[Start of TEXT PROVIDED]

Kevin “Deuce” Christopher tours with VARI*LITE luminaires supplied by Epic Production Technologies

journey-1.jpgFew rock bands can say they have been touring to sold-out crowds across five decades, but Journey can. Since first forming in 1973, the group has produced 19 Top 40 singles and 25 Gold and Platinum albums. So when launching their 2011 tour in Phoenix, AZ, lighting designer Kevin “Deuce” Christopher was tasked with putting together a powerful and expansive design that could enhance the music while creating a variety of looks. To do so, Christopher turned to longtime tour provider Epic Production Technologies who supplied him with VARI*LITE automated luminaires.

“I initially joined Journey as their lighting designer in the summer of 2004,” began Christopher. “When I put a lighting design together, I like to design in flow with the songs, which for Journey can be anything from up-tempo and powerful, to subtle and dramatic. As a designer, they give me a fantastic free range to create, but they also like to have a lot of variety in their lighting.”

When Christopher and the production team set out to complete the design for the 2011 tour, he knew that video would be a key component. Not wanting to simply use large screens onstage; Christopher came up with a more unique idea.

“In the initial stage design the band wanted to use a video backdrop, but I didn't want to do full video walls for a number of reasons, such as budget restraints and the fact that we have seen large video walls on a number of other tours. So what I did was create 3' x 3' blocks of video that would work more as ‘eye candy' or as light sources, rather than completely spell out a story or provide a source for I-Mag. To implement them into the lighting, we hung the video blocks on four trusses staggered in height behind the band with the last truss trimming at 12 feet, and we then filled-in the spaces with automated lighting so that we could create a ‘shell' of light above the band.”

To complete the “staggered video cube concept”, Christopher also added a series of 6' x 6' video displays upstage in place of the back line to complete the set continuing his theme of lighting opposing video. So now needing to fill the spaces between the video blocks, he began looking at what would be needed from the automated instruments chosen. Since the lights would be placed side-by-side to the video, brightness was essential, but he also needed a variety of characteristics to complement the variety of songs. In the end, Christopher decided to use 44 VL3500 Wash and 28 VL3000 Spot luminaires from Philips Vari-Lite, supplied by Epic Production Technologies.

[End of TEXT PROVIDED]
[Start of DATA PROVIDED]

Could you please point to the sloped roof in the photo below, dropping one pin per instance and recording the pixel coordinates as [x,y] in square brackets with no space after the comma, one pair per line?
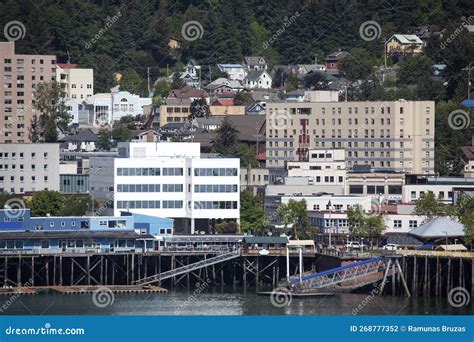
[254,75]
[223,102]
[254,60]
[407,38]
[439,227]
[187,92]
[82,135]
[338,55]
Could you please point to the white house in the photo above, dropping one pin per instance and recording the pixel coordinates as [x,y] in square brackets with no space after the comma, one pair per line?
[235,71]
[105,108]
[258,79]
[174,180]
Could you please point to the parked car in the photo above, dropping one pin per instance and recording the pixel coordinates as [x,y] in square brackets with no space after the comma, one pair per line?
[391,247]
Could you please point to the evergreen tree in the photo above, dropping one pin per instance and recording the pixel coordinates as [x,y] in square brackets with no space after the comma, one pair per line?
[226,139]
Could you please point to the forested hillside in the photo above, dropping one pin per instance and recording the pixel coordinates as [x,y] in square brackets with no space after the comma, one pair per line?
[133,35]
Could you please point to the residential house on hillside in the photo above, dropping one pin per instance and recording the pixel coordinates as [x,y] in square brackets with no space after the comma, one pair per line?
[83,141]
[255,63]
[333,60]
[190,75]
[235,71]
[404,43]
[258,79]
[223,85]
[188,93]
[254,108]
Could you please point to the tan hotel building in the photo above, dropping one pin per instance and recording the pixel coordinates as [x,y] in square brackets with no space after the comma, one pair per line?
[18,76]
[387,135]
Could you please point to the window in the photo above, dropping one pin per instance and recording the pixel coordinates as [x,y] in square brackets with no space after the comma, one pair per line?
[356,189]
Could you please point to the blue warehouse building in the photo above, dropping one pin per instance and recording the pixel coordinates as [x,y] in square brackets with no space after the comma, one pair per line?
[21,233]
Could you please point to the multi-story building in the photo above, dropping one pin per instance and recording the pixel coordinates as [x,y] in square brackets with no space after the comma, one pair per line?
[29,167]
[389,185]
[105,108]
[77,83]
[396,135]
[323,167]
[447,189]
[18,76]
[174,180]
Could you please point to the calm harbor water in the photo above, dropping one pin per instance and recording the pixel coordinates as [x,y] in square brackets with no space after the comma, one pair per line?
[226,301]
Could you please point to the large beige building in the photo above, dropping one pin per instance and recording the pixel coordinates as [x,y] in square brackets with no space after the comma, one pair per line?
[18,76]
[395,135]
[77,83]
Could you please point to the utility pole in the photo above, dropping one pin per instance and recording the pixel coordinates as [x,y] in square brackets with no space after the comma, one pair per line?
[148,79]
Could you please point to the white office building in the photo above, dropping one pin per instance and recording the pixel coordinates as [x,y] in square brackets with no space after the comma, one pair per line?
[174,180]
[105,108]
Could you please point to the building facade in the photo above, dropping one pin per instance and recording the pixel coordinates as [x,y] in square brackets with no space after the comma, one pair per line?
[29,167]
[173,180]
[396,135]
[18,76]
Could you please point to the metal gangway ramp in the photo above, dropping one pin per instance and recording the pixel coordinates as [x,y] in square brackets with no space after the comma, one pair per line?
[356,270]
[188,268]
[337,275]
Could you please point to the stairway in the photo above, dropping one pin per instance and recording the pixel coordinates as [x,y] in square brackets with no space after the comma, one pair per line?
[188,268]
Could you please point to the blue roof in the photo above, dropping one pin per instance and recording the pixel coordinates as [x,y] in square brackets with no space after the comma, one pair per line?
[231,65]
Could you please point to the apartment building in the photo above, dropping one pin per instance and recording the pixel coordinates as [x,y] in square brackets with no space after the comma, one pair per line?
[324,167]
[29,167]
[174,180]
[77,83]
[395,135]
[18,76]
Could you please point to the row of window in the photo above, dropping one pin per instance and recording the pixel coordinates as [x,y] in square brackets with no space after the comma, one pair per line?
[149,204]
[215,205]
[411,223]
[371,189]
[215,172]
[21,61]
[215,188]
[367,110]
[149,187]
[13,155]
[22,179]
[149,171]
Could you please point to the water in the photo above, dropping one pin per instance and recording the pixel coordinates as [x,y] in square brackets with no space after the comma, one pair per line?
[225,301]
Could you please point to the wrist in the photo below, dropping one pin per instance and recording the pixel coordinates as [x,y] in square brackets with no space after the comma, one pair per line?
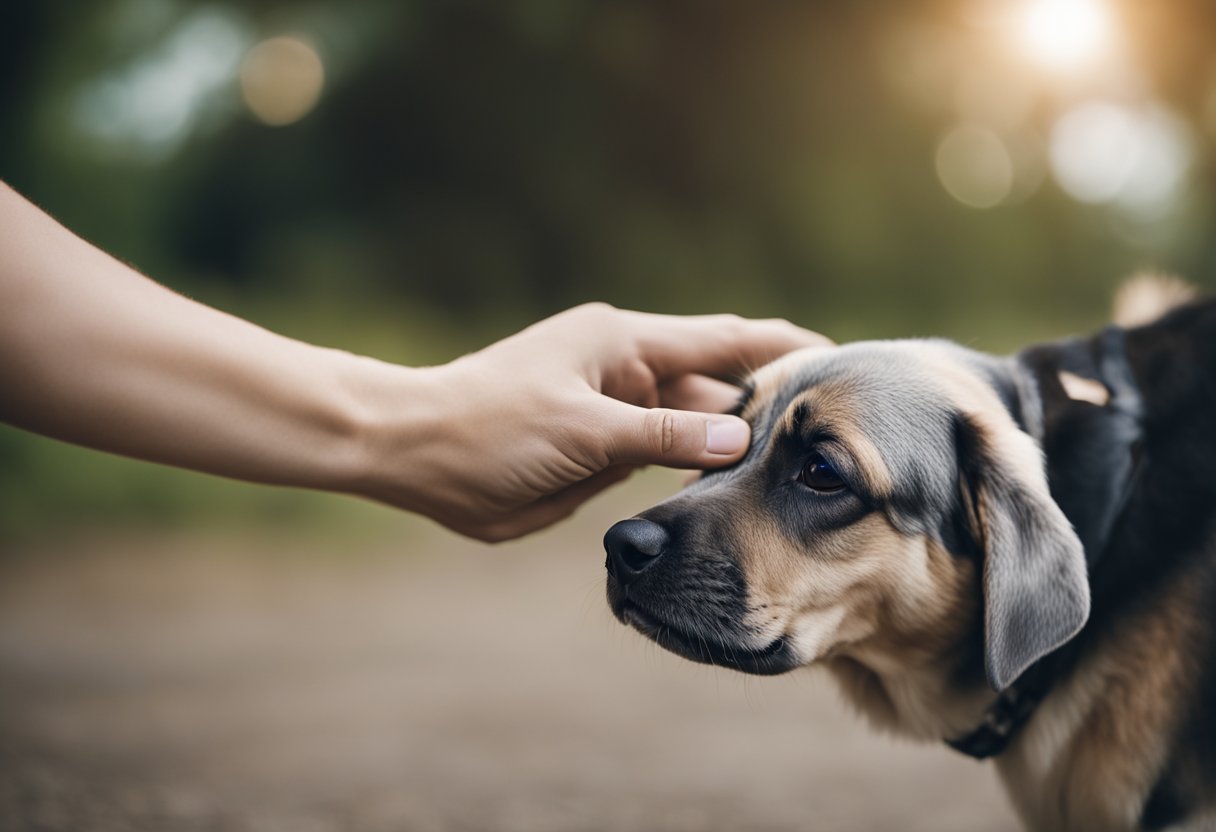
[393,417]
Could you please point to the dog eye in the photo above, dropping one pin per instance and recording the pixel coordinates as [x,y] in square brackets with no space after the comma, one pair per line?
[820,474]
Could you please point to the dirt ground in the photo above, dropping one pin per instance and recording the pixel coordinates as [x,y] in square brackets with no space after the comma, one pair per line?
[417,682]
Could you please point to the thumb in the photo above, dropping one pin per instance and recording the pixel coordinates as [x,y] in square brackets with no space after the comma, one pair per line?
[674,438]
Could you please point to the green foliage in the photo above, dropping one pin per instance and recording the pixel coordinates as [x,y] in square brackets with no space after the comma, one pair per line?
[473,167]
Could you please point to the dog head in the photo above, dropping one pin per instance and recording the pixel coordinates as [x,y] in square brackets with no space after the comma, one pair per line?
[888,502]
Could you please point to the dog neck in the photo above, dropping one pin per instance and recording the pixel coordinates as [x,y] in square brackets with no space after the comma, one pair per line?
[1080,400]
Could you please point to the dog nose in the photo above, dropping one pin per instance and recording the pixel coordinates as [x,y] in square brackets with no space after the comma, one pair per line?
[632,545]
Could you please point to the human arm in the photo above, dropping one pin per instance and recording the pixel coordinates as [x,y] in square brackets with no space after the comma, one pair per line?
[494,444]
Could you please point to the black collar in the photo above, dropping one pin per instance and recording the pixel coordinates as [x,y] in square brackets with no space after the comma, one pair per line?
[1092,477]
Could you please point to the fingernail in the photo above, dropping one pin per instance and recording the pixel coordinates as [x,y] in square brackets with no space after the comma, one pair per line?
[727,437]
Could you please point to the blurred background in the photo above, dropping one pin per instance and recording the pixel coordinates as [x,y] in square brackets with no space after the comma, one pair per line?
[414,179]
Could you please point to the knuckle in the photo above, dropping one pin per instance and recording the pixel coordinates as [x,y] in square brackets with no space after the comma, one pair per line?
[660,431]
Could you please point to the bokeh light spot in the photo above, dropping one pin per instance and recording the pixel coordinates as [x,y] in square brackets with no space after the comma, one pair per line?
[281,80]
[974,167]
[1103,152]
[1064,34]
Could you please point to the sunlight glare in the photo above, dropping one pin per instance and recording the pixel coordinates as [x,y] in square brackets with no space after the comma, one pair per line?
[1065,34]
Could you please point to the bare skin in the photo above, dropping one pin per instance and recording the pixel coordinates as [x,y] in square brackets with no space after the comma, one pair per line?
[493,445]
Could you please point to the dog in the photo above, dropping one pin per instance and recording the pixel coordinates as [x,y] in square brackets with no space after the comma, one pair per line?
[1012,555]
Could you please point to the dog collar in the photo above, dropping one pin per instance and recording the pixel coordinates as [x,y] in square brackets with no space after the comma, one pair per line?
[1118,422]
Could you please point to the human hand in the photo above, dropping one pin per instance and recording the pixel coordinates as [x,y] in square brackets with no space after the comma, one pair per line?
[512,438]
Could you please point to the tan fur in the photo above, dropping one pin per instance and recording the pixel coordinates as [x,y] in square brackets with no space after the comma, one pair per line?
[891,614]
[767,381]
[831,409]
[1148,296]
[1096,747]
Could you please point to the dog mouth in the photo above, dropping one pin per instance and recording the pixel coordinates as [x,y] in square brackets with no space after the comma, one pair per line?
[773,658]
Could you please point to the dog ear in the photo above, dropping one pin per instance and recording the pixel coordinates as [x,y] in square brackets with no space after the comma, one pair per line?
[1036,592]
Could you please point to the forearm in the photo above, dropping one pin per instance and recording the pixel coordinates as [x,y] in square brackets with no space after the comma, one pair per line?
[94,353]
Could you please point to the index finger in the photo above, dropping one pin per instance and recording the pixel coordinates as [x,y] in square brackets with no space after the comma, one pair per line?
[718,346]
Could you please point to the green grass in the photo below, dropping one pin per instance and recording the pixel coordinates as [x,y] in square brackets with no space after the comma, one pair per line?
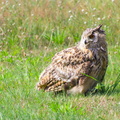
[30,34]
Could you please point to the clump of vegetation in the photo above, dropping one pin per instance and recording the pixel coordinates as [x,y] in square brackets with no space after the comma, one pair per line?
[31,32]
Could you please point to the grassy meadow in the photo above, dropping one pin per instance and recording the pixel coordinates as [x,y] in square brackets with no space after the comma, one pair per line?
[31,32]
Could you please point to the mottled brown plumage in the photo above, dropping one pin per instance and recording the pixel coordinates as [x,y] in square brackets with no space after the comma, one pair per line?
[77,69]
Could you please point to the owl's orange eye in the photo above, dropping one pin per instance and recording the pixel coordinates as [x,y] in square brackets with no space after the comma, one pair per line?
[91,36]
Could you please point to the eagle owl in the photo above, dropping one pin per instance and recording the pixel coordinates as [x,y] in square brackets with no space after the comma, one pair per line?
[77,69]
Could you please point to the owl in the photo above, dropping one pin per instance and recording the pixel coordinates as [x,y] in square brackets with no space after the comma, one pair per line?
[77,69]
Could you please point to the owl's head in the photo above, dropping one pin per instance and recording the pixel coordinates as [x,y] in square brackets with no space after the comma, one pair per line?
[92,37]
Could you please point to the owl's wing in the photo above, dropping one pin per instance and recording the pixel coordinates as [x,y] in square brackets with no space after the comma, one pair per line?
[68,67]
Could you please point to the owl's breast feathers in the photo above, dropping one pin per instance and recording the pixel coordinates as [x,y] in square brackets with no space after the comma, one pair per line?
[73,66]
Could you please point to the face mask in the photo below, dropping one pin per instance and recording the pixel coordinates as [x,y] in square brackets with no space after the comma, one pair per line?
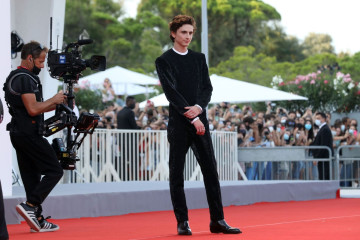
[342,128]
[132,106]
[286,137]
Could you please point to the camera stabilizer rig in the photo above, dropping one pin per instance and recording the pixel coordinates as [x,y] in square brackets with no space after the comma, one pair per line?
[67,66]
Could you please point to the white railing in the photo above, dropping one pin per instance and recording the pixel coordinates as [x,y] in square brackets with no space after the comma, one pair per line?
[111,155]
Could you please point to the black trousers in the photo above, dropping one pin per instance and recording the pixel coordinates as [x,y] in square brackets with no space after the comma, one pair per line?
[36,157]
[3,230]
[181,136]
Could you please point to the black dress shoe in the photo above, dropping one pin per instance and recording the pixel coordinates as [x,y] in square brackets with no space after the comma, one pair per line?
[222,227]
[184,228]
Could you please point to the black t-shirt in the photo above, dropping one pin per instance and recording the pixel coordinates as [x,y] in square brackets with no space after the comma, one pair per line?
[185,80]
[22,81]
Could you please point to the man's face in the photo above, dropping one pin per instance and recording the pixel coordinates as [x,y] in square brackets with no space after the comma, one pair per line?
[318,117]
[183,35]
[39,62]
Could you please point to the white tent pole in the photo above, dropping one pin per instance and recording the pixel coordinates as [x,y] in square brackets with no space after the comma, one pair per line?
[204,28]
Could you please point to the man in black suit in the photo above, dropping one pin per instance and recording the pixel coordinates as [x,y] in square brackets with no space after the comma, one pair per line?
[323,138]
[3,230]
[184,77]
[128,146]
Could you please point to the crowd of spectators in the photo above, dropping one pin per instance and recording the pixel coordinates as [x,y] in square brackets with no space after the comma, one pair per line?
[271,128]
[274,127]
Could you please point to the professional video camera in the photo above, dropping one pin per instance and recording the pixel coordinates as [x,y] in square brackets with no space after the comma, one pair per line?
[67,66]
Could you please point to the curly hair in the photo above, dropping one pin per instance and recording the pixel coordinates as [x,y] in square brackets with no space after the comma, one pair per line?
[178,21]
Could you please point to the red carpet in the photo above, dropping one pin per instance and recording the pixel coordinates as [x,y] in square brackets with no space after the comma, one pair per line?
[321,219]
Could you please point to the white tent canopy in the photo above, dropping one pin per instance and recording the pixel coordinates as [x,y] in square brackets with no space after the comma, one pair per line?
[235,91]
[131,89]
[124,81]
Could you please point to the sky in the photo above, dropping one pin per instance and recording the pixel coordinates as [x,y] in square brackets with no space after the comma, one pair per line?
[337,18]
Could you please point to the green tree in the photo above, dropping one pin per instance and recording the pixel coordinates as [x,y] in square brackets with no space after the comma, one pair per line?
[276,43]
[231,22]
[317,43]
[351,64]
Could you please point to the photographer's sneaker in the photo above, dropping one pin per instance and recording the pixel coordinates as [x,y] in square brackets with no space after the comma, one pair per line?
[46,226]
[29,214]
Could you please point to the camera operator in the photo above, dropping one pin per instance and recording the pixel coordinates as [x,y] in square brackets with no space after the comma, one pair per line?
[3,230]
[36,157]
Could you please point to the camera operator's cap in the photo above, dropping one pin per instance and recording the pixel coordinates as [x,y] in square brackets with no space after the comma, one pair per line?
[40,46]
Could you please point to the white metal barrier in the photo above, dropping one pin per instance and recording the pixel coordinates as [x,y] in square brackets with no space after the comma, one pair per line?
[112,155]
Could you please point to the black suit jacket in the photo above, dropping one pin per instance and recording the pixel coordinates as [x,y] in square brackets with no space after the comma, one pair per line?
[323,138]
[126,119]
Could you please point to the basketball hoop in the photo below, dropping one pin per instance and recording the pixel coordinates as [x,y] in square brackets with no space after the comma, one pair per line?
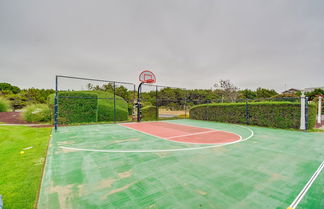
[147,77]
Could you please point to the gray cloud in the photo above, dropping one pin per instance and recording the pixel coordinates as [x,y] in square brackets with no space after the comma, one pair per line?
[186,43]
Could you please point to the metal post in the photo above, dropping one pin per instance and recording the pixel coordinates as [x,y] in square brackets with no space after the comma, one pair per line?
[156,104]
[306,113]
[114,101]
[319,112]
[247,111]
[302,112]
[185,105]
[139,103]
[56,104]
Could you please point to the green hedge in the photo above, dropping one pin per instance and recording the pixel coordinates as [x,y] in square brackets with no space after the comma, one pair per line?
[77,109]
[4,104]
[149,113]
[37,113]
[269,114]
[104,107]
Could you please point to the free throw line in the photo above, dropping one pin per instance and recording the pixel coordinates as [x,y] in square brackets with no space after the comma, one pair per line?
[306,187]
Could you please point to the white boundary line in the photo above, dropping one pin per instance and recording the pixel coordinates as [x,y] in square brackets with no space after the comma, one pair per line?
[192,134]
[170,138]
[161,150]
[306,187]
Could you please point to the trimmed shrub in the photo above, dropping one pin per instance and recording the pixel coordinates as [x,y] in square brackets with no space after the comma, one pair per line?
[4,104]
[149,113]
[77,107]
[104,101]
[37,113]
[312,112]
[106,107]
[269,114]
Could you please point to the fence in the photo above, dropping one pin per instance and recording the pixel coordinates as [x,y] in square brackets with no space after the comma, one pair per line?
[87,100]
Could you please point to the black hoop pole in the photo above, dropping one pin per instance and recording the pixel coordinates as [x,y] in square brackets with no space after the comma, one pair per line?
[156,104]
[139,102]
[56,104]
[115,102]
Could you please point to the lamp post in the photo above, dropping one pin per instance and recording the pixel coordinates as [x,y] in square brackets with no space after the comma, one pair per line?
[302,111]
[319,114]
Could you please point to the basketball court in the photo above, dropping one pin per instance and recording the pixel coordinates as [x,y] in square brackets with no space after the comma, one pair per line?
[182,164]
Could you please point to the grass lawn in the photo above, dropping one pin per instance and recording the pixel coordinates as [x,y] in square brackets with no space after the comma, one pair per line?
[20,174]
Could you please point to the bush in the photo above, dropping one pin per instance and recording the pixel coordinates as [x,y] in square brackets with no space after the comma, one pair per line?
[104,107]
[269,114]
[149,113]
[77,107]
[4,105]
[37,113]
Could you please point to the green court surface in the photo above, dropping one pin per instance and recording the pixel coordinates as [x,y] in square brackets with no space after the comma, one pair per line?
[111,166]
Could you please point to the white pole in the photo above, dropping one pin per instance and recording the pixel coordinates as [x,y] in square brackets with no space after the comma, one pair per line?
[319,114]
[302,112]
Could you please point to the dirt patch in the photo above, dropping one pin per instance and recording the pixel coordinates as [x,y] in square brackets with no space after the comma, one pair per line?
[202,192]
[125,174]
[63,194]
[162,154]
[117,190]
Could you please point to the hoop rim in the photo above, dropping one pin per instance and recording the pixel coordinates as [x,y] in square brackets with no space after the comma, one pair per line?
[152,79]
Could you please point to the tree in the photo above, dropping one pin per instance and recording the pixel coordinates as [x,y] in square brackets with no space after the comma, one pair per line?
[230,91]
[265,93]
[248,94]
[312,94]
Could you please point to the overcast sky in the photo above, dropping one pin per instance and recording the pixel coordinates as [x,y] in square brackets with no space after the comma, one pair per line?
[192,44]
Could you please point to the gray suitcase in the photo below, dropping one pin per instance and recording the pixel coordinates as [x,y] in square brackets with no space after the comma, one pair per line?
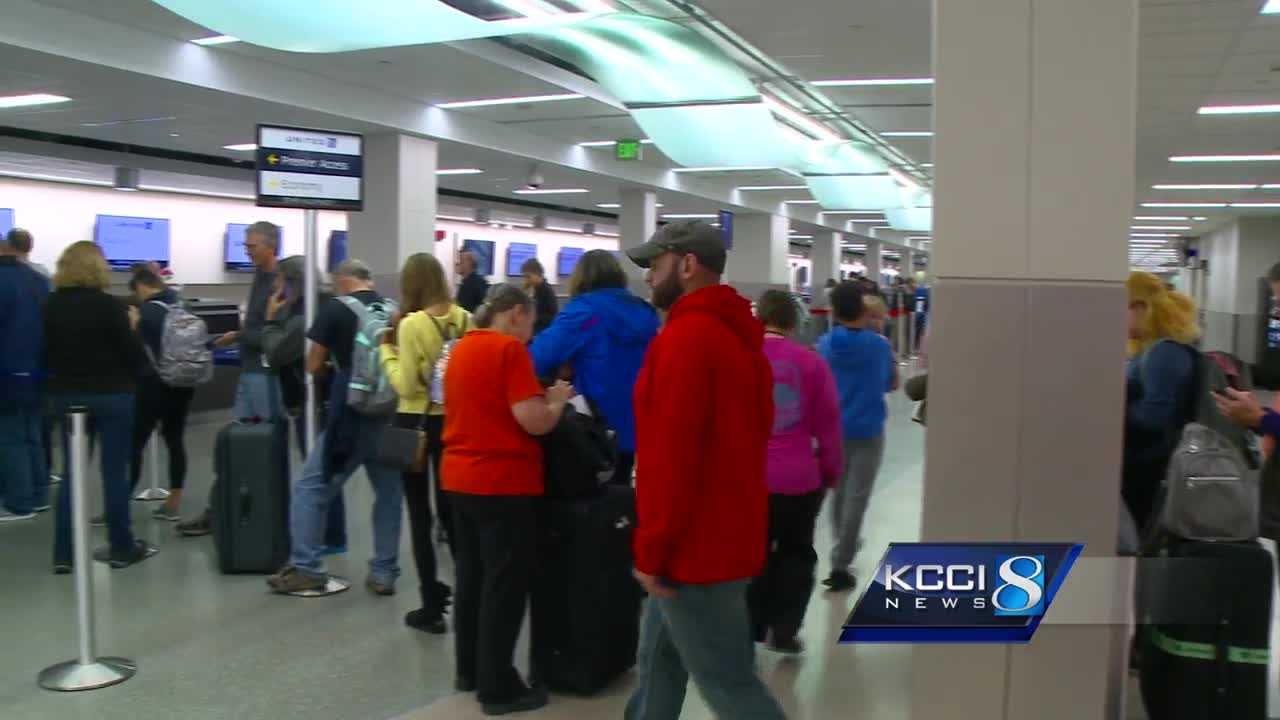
[251,497]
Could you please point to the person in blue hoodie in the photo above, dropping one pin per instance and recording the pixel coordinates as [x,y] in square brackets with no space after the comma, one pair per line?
[23,473]
[603,335]
[863,363]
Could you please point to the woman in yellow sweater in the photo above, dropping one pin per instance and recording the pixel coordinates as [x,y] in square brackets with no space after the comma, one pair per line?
[429,320]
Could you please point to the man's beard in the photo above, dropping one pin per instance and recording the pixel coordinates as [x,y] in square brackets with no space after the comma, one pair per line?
[666,294]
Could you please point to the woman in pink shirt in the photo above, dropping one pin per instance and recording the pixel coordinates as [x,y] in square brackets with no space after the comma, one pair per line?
[804,460]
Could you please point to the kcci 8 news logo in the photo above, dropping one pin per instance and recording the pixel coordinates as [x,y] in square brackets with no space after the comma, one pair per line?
[960,592]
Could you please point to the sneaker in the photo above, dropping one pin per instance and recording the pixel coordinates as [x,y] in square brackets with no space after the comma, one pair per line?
[380,588]
[5,516]
[430,623]
[165,514]
[291,580]
[533,698]
[196,528]
[141,551]
[840,580]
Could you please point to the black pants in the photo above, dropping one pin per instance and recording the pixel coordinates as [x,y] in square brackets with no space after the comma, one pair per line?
[494,546]
[417,497]
[168,408]
[777,598]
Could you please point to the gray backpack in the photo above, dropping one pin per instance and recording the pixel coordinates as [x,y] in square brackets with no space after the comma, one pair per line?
[1211,488]
[370,392]
[184,358]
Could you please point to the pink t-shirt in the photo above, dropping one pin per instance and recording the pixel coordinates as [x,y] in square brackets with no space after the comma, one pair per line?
[805,449]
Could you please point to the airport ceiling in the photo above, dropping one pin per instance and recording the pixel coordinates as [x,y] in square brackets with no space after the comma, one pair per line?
[1193,53]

[End of DATA PROVIDED]

» STATED TASK A: According to the article on Journey's 2011 tour lighting, when did Christopher first join the band as lighting designer?
» STATED TASK B: Write the next few paragraphs of the article on Journey's 2011 tour lighting, picking up right after its final sentence.

» OUTPUT A: In the summer of 2004.

» OUTPUT B:
“In placing the key lighting elements of the design side-by-side to the key video elements, we knew that brightness would be a high priority. If the lighting can't compete with the intensity of the video the band will get washed out and the design will lose all its impact. Plus, we would also need a sharp edge so the audience can see the gobo breakups in the air and on stage as well. The fixtures would be used for different layers of back light and front light, plus aerial and stage specials. So when I put all of this together, I knew we had to go with VARI*LITE luminaires. Having toured with VARI*LITE in the past I also knew they could easily handle the rigors of the road, and that's why I chose VL3500 Wash and VL3000 Spot luminaires.”

With his lights now chosen, Christopher and the production team moved onto the load-in and programming. After placing 40 of the VL3500 Wash and all 28 of the VL3000 Spot luminaires directly onto the truss system, with the remaining four VL3500 Wash fixtures directly on the stage, the design was complete and the VARI*LITE luminaires began performing exactly as Christopher had envisioned.

“In this design we basically utilize all the attributes of each instrument, taking advantage of their brightness and reliability of optics. With the VL3500 Wash, in the VARI*BRITE mode, you can create a beautiful, rich beam column, or you can zoom out for a great wash that easily covers the stage but is still powerful enough to light the band. Then the VL3000 Spot gave us the power needed to have sharp gobo breakups that could compete against the intensity of the video blocks. In other fixtures you might lose the intensity when applying a gobo, but not with the VL3000 Spot. Plus with both fixtures, we get the beautiful VARI*LITE color-mixing, lightning fast strobe, and a very high factor of reliability. To be honest, the VL3500 Wash and VL3000 Spot had everything that this design needed, and their versatility is amazing.”

As a leading designer and manufacturer of premiere automated lighting systems, Philips Vari-Lite provides equipment and services to the entertainment industry, serving such markets as concert touring, theatre, television, film, cruise lines, houses-of-worship, and corporate events. VARI*LITE automated lighting systems are available through a worldwide network of independent professional dealers. For more information, visit www.vari-lite.com.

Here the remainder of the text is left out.